# Pistol sling



## KevTN (Feb 8, 2015)

I'm wanting to put a sling on my Ruger Redhawk instead of a holster.  What studs do I need and barrel adaptor?


----------



## jmoser (Feb 10, 2015)

I was thinking of using a Hoque monogrip and replacing the factory base screw with an eye bolt for a lanyard / single point sling attachment on my Super Redhawk.  Not sure what the Hoque thread pitch is but its almost certainly a standard that you can get a stainless eyebolt for.

Bowen has their own but for $50 I can live with a basic eye bolt:

http://parts.bowenclassicarms.com/index.php?main_page=index&cPath=7

Else I think the best way would be to drill and tap the grip frame bottom for a sling stud or eye bolt; most standard sling studs are 10-32 and I'm not 100% sure if the standard Redhawk grip frame is wide enough for that but think it probably is.

Do the factory Redhawk grips leave the frame butt exposed?  If not you may need to counterbore the wood for a sling stud.

Measure your bbl OD and get a universal bbl band sling attachment like these:

http://www.brownells.com/shooting-accessories/slings-sling-swivels/barrel-band-mounts/index.htm

Good Luck !!


----------

Outline entries for labeled areas
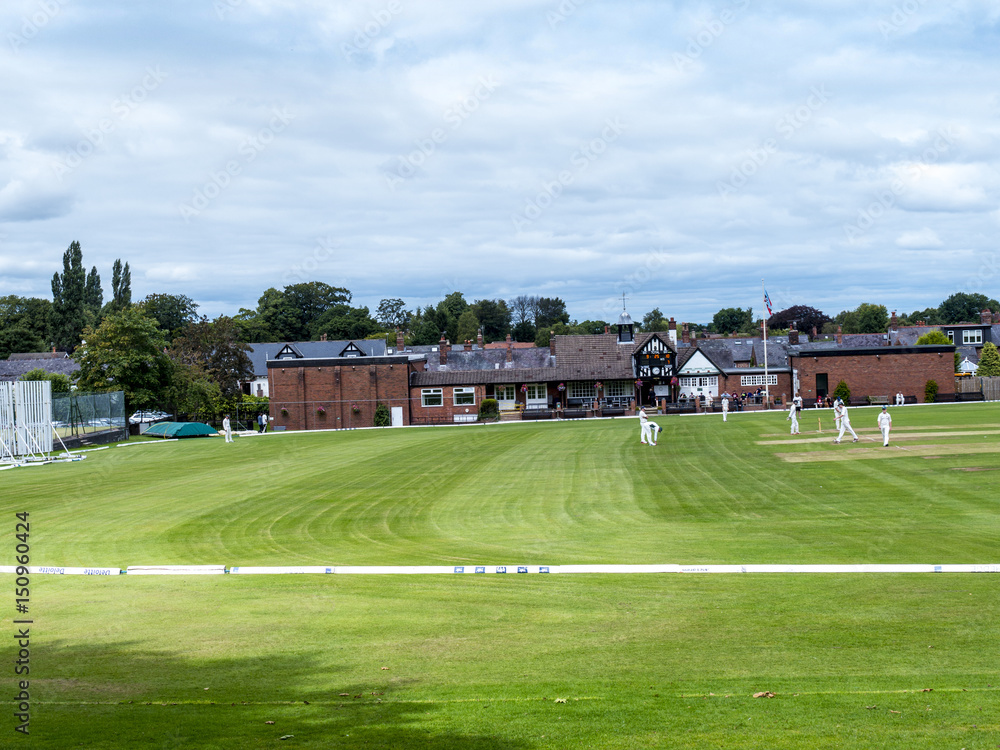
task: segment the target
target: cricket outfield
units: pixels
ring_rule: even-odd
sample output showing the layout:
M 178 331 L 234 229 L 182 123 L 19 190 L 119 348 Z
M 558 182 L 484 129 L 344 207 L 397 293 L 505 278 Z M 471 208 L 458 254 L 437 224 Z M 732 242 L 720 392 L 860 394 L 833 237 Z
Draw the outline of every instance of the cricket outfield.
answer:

# [EXERCISES TO COMPLETE]
1. Answer these questions from the forum thread:
(a) Which revolver does KevTN want to fit with a sling?
(b) Which grip does jmoser consider using?
(c) What thread size does jmoser say most standard sling studs have?
2. Gather every line of the records that contains the string "target", treating case as significant.
The forum thread and the records have no connection to each other.

# [SOLUTIONS IN ORDER]
1.
(a) A Ruger Redhawk.
(b) A Hoque monogrip.
(c) 10-32.

2.
task: segment the target
target: cricket outfield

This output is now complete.